[Task brief]
Your task is to print the material below exactly as presented.

## Start Provided material

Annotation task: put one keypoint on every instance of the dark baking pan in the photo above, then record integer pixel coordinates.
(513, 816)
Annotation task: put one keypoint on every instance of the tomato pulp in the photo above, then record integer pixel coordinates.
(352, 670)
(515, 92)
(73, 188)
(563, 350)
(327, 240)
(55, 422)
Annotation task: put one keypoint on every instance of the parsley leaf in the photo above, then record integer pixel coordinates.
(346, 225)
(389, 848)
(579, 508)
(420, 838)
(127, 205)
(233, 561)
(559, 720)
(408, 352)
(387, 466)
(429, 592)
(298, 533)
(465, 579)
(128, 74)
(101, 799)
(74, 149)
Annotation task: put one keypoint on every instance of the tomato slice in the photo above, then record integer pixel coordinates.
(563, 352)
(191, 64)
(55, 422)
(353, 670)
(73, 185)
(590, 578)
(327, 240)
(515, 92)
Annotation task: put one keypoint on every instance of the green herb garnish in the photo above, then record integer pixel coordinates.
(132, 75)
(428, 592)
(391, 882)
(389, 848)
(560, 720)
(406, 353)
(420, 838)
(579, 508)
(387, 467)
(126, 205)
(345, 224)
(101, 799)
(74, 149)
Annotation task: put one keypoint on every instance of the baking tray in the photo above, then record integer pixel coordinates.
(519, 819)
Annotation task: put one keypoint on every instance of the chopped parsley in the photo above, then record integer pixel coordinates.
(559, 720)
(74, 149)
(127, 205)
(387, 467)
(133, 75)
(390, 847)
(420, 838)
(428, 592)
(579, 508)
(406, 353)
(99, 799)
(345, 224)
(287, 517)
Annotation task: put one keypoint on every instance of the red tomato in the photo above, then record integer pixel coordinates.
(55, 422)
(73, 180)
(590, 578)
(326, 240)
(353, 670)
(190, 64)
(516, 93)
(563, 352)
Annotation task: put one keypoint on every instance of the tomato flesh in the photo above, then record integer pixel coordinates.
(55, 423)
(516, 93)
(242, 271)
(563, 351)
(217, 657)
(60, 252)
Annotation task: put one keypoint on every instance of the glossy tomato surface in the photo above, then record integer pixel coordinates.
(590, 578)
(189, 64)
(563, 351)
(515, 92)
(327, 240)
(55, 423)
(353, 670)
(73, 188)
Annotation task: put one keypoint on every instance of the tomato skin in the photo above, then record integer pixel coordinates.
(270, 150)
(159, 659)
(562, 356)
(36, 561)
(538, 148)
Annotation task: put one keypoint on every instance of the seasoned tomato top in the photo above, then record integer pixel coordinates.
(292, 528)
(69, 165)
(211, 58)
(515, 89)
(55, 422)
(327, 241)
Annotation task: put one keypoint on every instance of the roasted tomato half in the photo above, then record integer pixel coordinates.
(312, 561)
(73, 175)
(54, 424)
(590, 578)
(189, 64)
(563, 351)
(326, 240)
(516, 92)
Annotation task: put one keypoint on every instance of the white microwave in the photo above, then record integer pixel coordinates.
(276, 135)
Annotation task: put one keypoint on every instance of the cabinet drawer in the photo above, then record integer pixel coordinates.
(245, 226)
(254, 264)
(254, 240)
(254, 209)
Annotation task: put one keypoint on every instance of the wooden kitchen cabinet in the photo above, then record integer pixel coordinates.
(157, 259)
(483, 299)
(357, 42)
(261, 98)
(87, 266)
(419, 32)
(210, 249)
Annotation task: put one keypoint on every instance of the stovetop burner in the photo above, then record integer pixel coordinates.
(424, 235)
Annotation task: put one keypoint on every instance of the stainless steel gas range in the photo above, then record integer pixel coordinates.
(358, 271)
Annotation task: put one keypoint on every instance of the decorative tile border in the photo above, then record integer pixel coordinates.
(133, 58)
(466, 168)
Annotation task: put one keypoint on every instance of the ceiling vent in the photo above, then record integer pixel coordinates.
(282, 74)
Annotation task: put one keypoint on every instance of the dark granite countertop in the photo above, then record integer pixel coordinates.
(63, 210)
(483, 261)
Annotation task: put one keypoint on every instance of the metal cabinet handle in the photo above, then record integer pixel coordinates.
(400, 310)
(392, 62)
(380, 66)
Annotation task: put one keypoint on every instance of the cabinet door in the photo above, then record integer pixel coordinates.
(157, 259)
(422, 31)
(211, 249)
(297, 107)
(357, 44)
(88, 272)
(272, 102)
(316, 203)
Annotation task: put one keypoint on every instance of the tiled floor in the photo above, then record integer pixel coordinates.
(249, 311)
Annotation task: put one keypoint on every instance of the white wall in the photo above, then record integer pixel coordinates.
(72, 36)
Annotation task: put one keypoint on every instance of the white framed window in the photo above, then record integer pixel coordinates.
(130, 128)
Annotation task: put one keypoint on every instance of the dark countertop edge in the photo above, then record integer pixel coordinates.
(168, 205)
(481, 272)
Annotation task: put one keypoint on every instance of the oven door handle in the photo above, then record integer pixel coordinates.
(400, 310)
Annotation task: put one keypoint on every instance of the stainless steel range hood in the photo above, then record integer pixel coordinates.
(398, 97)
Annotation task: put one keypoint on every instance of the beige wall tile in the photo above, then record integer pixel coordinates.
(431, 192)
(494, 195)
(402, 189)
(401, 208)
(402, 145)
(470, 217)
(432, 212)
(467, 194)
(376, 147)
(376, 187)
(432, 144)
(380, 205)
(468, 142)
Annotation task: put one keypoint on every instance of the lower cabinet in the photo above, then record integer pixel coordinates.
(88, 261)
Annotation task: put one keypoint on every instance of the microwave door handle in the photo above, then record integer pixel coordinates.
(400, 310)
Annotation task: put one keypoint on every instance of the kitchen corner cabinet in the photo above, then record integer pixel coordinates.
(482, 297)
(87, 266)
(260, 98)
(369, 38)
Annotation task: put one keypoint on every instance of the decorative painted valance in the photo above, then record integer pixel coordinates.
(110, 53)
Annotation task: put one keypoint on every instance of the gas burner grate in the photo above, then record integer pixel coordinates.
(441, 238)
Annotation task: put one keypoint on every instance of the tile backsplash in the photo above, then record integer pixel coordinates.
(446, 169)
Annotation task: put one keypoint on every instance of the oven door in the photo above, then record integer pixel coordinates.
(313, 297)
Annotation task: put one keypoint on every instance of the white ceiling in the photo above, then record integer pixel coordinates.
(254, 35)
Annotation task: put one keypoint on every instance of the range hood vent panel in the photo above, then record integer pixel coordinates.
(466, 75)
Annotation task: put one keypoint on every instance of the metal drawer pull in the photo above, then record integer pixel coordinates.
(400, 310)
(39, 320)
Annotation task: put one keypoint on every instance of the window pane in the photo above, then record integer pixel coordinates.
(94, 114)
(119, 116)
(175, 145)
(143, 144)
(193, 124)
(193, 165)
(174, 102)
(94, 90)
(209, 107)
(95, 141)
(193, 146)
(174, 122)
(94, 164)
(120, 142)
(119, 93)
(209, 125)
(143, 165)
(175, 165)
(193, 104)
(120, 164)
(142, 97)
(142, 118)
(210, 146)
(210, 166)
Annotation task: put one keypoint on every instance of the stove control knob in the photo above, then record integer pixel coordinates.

## End Provided material

[Task result]
Annotation task: put one keypoint on every instance of the dark baking pan in the photo above, then record integer pixel coordinates.
(513, 816)
Annotation task: put one keypoint on every instance of the tomato pulp in the photo above, then record integer pixel coordinates.
(352, 670)
(515, 92)
(73, 188)
(563, 350)
(327, 240)
(55, 422)
Annotation task: put one keypoint on every instance of the parsley leaf in the photo above, then record integer pixel coordinates.
(346, 225)
(389, 848)
(579, 508)
(420, 838)
(127, 205)
(233, 561)
(559, 720)
(408, 352)
(387, 466)
(429, 592)
(298, 533)
(465, 579)
(128, 74)
(101, 799)
(74, 149)
Annotation task: put one keypoint on every instance of the tomato slice in the photo above, then record integer pixel coordinates.
(563, 352)
(191, 64)
(55, 422)
(353, 670)
(73, 185)
(590, 578)
(327, 240)
(515, 92)
Annotation task: put one keypoint on every instance of the green herb garnish in the photo above, then record integer pixel coordinates.
(132, 75)
(428, 592)
(391, 882)
(389, 848)
(560, 720)
(406, 353)
(420, 838)
(579, 508)
(387, 467)
(126, 205)
(345, 224)
(101, 799)
(74, 149)
Annotation task: put one keypoint on every instance of the baking tray in the photo above, then record integer pixel coordinates.
(519, 819)
Annotation task: put one keypoint on every instance of the chopped parsley in the photo above, then record integer pixel coordinates.
(559, 720)
(74, 149)
(127, 205)
(387, 467)
(133, 75)
(390, 847)
(420, 838)
(428, 592)
(579, 508)
(406, 353)
(99, 799)
(345, 224)
(287, 517)
Annotation task: put one keypoint on every instance of the red tomato in the photo above, then record integer pixel coordinates.
(55, 422)
(73, 180)
(590, 578)
(326, 240)
(353, 670)
(190, 64)
(516, 93)
(563, 352)
Annotation task: put one keypoint on every instance of the tomato flesh in the photo above, then record integer pixel coordinates.
(55, 423)
(516, 93)
(242, 271)
(563, 351)
(217, 657)
(60, 252)
Annotation task: put one keypoint on every instance of the glossy tomato surface in the photo above, then record integer pixel coordinates.
(590, 578)
(189, 64)
(563, 351)
(515, 92)
(327, 240)
(55, 423)
(353, 670)
(73, 188)
Annotation task: put one keypoint on every instance of the tomato skin in the photo above, then record integer pixel coordinates.
(270, 150)
(159, 659)
(562, 356)
(36, 561)
(538, 148)
Annotation task: put one keypoint on every instance of the seasoned tomato top in the photo above, then record integer pixel coordinates.
(292, 528)
(69, 165)
(211, 58)
(515, 89)
(55, 422)
(327, 241)
Annotation task: put one keypoint on every instance of the roasted tomato half in the photo above, then record integer pixel coordinates.
(312, 561)
(73, 175)
(54, 424)
(590, 578)
(189, 64)
(563, 351)
(326, 240)
(516, 92)
Annotation task: put one keypoint on every instance of the white microwave in the photo above, then record integer pixel coordinates.
(276, 135)
Annotation task: put one keypoint on every instance of the cabinet drawer in the photo above, then record integer pixel coordinates.
(245, 226)
(254, 264)
(254, 240)
(254, 209)
Annotation task: put one keypoint on every instance of the wooden kitchen cabinet in the photo above, then record integer pixel coordinates.
(157, 259)
(483, 299)
(357, 42)
(261, 98)
(87, 266)
(419, 32)
(210, 249)
Annotation task: put one keypoint on every instance of the stovetop burner in the photo above, then record integer pixel coordinates.
(424, 235)
Annotation task: put one keypoint on every instance of the stainless steel gas range in the photo above, then record integer pixel coordinates.
(358, 271)
Annotation task: put one keypoint on every instance of the decorative tile border in the photo above, then record integer pixel coordinates.
(133, 58)
(466, 168)
Annotation task: put one keypoint on every instance of the ceiling vent in the photo above, then record integer pixel coordinates.
(282, 74)
Annotation task: put one keypoint on every instance of the dark granite countertop in the photo above, then record integer pixel coordinates.
(63, 210)
(483, 261)
Annotation task: put one keypoint on every instance of the metal cabinet handle in the photo above, then record integer pixel coordinates.
(400, 310)
(392, 62)
(380, 66)
Annotation task: put one keypoint on every instance of the cabinet door in the photo above, then record integer pixel coordinates.
(157, 259)
(422, 31)
(211, 249)
(297, 107)
(357, 44)
(88, 272)
(272, 102)
(316, 203)
Annotation task: put one keypoint on every instance of the tiled floor in the photo above, then record integer pixel coordinates.
(249, 311)
Annotation task: put one keypoint on every instance of the white wall in the photo above, then record integer pixel coordinates.
(72, 36)
Annotation task: put one keypoint on every instance of the white framed window in the photo above, then record integer pixel coordinates.
(130, 128)
Annotation task: put one keypoint on every instance of the dark countertop edge in the photo above, then record integer pixel coordinates.
(168, 205)
(481, 272)
Annotation task: put one keypoint on every instance of the oven door handle in the photo above, then record integer pixel coordinates.
(400, 310)
Annotation task: put one keypoint on every instance of the stainless steel range hood in the photo above, then record integer pixel coordinates.
(398, 97)
Annotation task: put one keypoint on every instance of the beige wall tile in the photo above, then record integer pixel coordinates.
(431, 192)
(494, 195)
(402, 189)
(401, 208)
(402, 145)
(470, 217)
(432, 212)
(467, 194)
(376, 147)
(376, 187)
(432, 144)
(380, 205)
(468, 142)
Annotation task: put one keypoint on every instance of the lower cabinet in the photo above, then record integer pixel coordinates.
(88, 261)
Annotation task: put one keypoint on every instance of the microwave door handle in the photo above, then record integer pixel coordinates.
(400, 310)
Annotation task: put one keypoint on every instance of the kitchen corner cabinet in the photo above, then record integer pixel coordinates.
(482, 297)
(87, 266)
(260, 98)
(369, 38)
Annotation task: put one keypoint on every instance of the decorative painted valance in the photo above, then record integer pixel coordinates.
(110, 53)
Annotation task: put one keypoint on every instance of the gas burner grate in the photo above, then record integer pixel coordinates.
(441, 238)
Annotation task: put one keypoint on every instance of the tile backsplash in the photo above, then record integer pixel coordinates.
(446, 169)
Annotation task: put one keypoint on every instance of the oven door in the photo above, then record integer pixel coordinates.
(313, 297)
Annotation task: put one keypoint on every instance of the white ceiling in the photo above, then record integer pixel coordinates.
(254, 35)
Annotation task: put one keypoint on every instance of the range hood vent panel in the photo above, then record integer pixel coordinates.
(466, 75)
Annotation task: put one keypoint on every instance of the metal drawer pull in the photo above, then record integer pixel coordinates.
(400, 310)
(39, 320)
Annotation task: put one keypoint on every instance of the window pane in the photo above, then record integer pixel coordinates.
(94, 114)
(119, 116)
(175, 145)
(143, 144)
(193, 124)
(193, 165)
(174, 102)
(94, 90)
(209, 107)
(95, 141)
(193, 146)
(174, 122)
(94, 164)
(120, 142)
(119, 93)
(209, 125)
(143, 165)
(175, 165)
(193, 104)
(120, 164)
(142, 97)
(142, 118)
(210, 146)
(210, 166)
Annotation task: put one keypoint on every instance of the stove control knob in the photo above, then record integer pixel coordinates.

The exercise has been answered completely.